* Records provided

+ + + +

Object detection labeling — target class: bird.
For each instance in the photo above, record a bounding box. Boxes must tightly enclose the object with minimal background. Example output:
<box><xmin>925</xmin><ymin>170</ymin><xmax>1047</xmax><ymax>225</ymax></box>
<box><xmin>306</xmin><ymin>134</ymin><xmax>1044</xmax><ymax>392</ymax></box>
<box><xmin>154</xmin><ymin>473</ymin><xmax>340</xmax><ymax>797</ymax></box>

+ + + +

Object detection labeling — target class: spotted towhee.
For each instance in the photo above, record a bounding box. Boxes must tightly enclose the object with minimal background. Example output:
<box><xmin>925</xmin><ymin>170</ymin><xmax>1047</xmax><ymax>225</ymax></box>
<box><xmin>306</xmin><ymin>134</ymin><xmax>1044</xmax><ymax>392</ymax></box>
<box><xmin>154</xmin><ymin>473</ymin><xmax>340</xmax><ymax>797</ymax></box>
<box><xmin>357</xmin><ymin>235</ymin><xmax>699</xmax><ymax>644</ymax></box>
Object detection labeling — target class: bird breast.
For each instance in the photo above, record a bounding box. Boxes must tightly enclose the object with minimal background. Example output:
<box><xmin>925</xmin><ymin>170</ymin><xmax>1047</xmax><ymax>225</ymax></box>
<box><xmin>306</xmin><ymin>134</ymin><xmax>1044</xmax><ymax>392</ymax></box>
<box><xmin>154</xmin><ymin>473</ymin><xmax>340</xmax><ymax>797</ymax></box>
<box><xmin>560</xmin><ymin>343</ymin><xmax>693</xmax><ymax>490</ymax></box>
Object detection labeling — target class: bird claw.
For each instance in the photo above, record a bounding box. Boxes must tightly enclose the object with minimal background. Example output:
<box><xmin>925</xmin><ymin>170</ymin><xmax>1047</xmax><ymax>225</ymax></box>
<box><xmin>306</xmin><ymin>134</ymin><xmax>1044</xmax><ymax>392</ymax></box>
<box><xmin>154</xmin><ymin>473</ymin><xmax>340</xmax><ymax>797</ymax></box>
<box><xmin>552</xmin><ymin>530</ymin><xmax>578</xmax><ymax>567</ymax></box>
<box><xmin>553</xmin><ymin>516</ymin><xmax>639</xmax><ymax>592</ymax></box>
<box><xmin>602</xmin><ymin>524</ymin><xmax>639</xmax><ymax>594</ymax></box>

+ + + +

* Problem to solve
In the listing above, find each line with "target" and copy it.

* Solution
Object detection labeling — target class: bird.
Object detection labeling — target class: spotted towhee.
Object detection labeling — target class: bird breast.
Object detection labeling — target class: bird claw.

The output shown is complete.